■ **AVAILABLE RECORDS**:
--

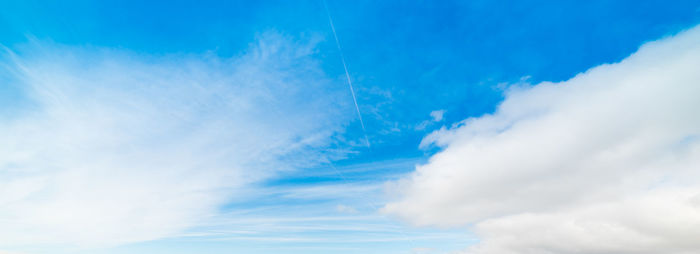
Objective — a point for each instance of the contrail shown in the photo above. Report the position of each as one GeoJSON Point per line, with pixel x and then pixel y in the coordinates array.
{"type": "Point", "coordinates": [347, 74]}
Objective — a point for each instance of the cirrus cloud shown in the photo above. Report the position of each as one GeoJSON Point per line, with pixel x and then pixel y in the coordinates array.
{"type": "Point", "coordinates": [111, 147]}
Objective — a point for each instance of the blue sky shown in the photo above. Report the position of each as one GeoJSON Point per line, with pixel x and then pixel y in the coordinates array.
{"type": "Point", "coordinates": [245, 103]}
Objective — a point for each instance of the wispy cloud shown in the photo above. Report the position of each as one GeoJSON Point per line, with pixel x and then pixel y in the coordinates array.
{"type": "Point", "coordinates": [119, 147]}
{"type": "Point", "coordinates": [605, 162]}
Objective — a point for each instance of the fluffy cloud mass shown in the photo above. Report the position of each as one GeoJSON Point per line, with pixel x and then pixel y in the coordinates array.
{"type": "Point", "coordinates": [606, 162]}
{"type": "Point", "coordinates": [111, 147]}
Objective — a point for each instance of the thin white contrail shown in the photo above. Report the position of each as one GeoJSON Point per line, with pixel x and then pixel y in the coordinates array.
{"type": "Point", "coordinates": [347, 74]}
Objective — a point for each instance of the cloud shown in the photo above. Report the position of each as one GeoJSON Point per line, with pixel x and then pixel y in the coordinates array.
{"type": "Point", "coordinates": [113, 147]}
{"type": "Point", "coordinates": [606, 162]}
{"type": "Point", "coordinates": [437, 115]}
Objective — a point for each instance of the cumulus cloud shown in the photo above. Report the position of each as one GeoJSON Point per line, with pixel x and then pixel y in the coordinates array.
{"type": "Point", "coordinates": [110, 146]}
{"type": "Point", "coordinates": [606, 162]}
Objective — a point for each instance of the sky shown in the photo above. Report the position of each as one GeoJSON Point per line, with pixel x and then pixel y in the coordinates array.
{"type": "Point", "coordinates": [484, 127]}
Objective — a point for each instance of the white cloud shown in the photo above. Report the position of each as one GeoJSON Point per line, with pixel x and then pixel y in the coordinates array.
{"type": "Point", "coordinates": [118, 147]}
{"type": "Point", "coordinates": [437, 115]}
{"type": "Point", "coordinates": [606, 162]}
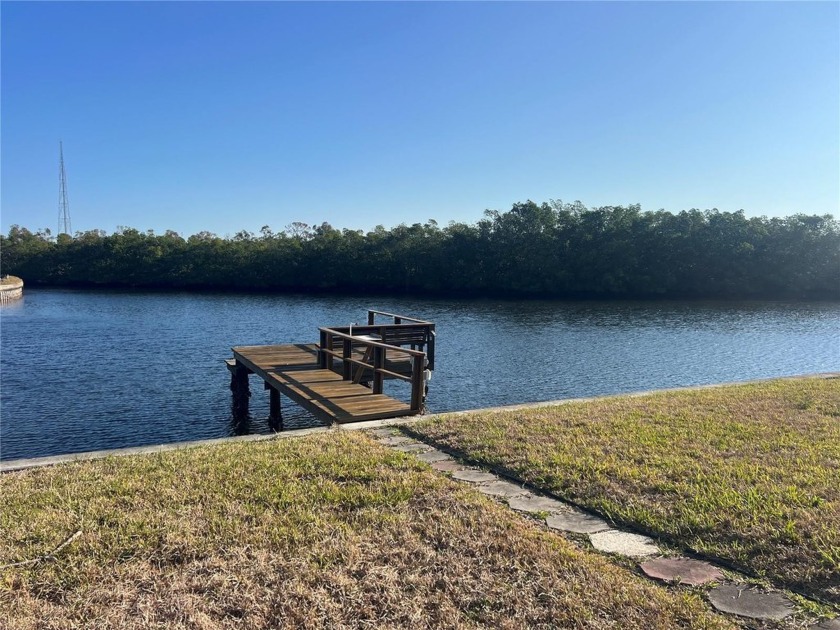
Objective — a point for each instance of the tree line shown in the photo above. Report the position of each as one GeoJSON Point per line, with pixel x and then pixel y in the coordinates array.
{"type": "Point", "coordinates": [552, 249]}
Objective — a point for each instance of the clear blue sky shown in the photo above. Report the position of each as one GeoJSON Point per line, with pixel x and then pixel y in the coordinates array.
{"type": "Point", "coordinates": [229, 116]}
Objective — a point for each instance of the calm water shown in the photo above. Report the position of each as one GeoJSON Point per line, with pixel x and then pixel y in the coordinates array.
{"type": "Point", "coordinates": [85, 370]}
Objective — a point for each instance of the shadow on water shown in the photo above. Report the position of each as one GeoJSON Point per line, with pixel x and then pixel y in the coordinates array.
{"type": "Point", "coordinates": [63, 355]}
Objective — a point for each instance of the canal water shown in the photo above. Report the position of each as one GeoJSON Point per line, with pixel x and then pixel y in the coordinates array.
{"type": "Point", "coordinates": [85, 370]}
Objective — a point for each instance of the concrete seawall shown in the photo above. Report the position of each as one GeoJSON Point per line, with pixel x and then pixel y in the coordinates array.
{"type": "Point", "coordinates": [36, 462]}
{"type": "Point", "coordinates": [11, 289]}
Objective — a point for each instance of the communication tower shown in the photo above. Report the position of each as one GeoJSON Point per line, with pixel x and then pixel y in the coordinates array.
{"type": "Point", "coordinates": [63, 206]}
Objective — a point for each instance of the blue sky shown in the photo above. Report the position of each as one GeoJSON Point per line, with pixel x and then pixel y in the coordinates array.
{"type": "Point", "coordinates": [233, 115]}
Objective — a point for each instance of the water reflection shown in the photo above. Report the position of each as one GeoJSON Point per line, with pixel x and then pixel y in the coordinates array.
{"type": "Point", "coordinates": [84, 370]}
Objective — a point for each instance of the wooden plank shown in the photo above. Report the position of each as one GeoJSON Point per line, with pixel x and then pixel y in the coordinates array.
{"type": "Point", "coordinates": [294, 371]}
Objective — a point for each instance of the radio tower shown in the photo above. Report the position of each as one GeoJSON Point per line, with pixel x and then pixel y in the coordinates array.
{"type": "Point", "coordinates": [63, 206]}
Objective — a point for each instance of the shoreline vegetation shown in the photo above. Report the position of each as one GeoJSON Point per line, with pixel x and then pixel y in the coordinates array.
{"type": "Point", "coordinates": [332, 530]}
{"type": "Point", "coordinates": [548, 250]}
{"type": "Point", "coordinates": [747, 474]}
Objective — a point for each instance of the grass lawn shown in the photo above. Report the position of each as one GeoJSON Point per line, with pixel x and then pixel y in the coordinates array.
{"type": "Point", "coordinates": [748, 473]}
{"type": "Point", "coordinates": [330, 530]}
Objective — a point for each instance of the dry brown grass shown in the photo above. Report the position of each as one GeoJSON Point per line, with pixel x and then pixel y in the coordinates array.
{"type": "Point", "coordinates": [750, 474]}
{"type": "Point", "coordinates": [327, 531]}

--

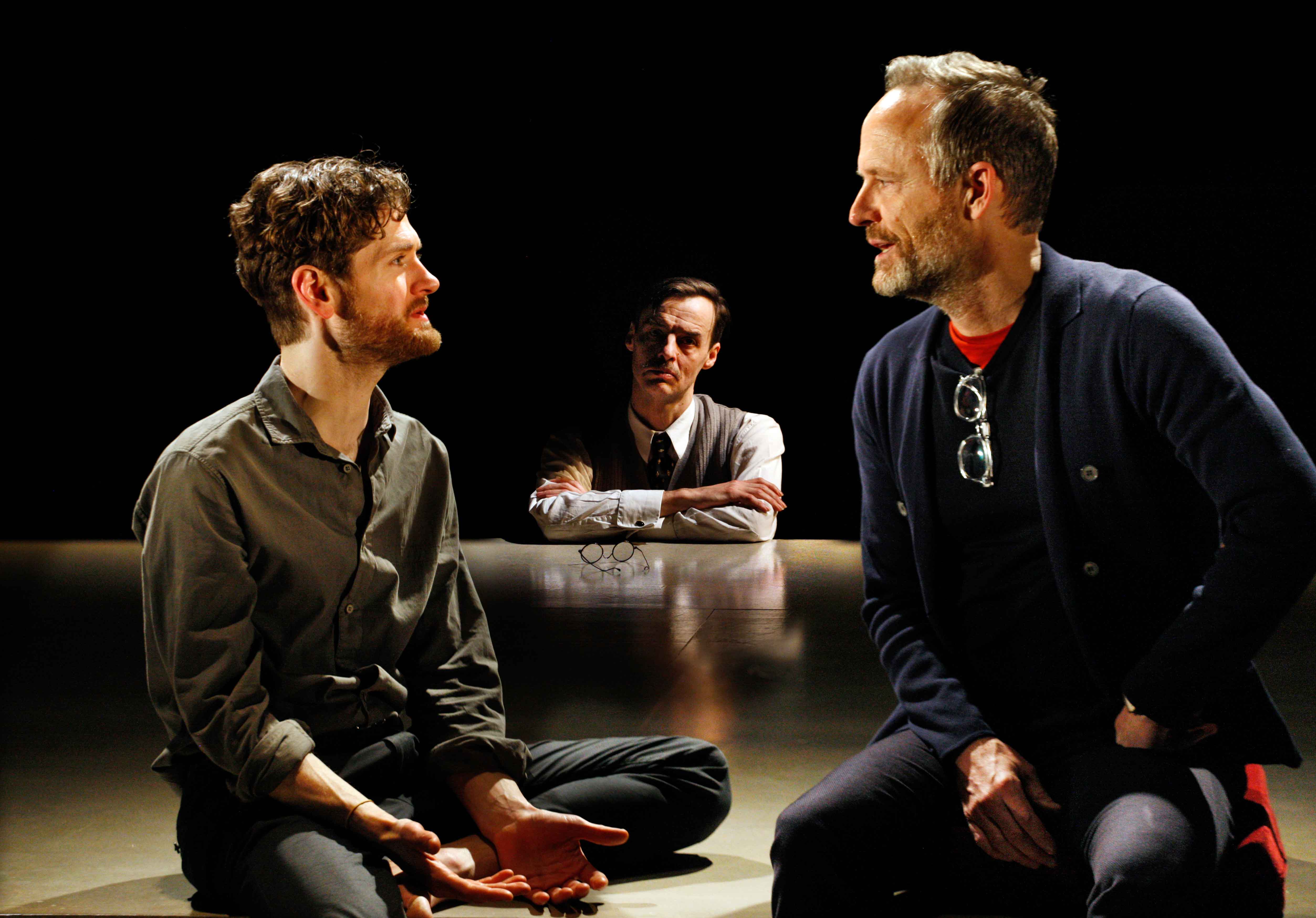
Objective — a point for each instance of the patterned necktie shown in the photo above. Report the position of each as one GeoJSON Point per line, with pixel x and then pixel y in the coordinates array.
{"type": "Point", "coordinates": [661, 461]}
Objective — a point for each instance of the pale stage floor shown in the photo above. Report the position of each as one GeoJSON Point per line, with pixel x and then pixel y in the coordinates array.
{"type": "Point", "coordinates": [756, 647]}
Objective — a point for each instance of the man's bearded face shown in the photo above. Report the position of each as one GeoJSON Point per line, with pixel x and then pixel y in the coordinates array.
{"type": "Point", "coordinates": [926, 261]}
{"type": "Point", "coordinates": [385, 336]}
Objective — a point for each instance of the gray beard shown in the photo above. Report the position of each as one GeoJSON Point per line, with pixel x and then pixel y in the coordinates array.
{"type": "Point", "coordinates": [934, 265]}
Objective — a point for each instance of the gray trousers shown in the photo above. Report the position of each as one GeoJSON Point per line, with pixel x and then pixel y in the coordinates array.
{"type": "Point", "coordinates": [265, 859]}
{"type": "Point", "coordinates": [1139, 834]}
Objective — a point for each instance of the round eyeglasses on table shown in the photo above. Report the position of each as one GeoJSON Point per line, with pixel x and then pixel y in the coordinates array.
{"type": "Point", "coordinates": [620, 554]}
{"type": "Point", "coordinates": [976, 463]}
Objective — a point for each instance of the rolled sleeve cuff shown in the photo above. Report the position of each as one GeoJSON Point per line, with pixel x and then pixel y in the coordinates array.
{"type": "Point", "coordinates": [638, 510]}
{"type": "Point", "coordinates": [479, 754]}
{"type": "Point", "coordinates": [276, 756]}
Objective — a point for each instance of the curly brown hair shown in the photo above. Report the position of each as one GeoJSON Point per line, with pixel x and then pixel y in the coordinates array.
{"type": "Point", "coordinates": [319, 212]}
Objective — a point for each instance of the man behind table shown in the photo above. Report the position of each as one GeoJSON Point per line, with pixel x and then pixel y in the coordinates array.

--

■ **WHAT THE TASK REQUIRES**: Please identify each line in the material above that contains the word "gray" and copy those lines. Case counts, so match only that exact capitalization.

■ **RESPONSE FOR THIS EXERCISE**:
Objective — a point for each instance of the gray beard shown in the photo above. Report the position of each as one GeoJSON Point per line, with pixel x and then pixel y in the coordinates array.
Objective — a point for each instance of the gray trousers shown in the photo above. Report the position of each as one GeoJSON Point per line, with pixel x and then pixel y in the coordinates array.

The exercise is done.